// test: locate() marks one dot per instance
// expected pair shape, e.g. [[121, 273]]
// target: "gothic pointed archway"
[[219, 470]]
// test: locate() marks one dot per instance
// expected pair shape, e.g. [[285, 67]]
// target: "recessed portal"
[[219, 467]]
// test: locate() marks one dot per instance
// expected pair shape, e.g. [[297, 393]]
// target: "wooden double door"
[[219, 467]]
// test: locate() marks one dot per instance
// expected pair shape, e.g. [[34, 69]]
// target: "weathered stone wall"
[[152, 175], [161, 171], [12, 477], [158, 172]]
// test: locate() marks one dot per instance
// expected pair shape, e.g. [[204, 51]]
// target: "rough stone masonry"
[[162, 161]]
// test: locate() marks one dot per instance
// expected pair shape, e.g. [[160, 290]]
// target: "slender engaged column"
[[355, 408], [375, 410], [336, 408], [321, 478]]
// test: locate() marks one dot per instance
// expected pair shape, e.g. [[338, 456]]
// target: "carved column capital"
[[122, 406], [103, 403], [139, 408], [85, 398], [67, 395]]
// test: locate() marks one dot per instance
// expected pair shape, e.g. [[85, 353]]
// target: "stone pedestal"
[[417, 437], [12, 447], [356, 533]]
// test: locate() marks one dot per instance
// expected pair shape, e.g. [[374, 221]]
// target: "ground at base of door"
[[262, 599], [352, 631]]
▬▬▬
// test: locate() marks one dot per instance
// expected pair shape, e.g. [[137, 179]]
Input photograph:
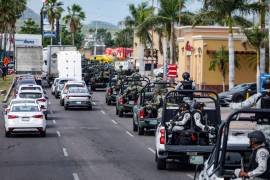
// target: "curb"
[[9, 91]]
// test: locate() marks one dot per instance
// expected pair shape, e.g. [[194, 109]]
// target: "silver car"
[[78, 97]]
▬▬▬
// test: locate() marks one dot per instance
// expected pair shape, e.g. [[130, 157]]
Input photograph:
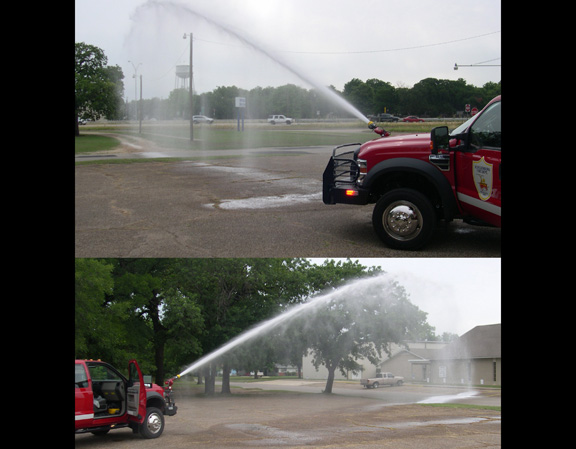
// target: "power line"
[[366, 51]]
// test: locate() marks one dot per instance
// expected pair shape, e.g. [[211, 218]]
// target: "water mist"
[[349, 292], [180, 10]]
▬▬▬
* PROBLEM TO SOLVE
Return every line from the listing above that contains the word "stone", treating uppercase and lowercase as different.

* CORRECT RESULT
// target: "weathered stone wall"
// target: "rough stone masonry"
// target: "stone pedestal"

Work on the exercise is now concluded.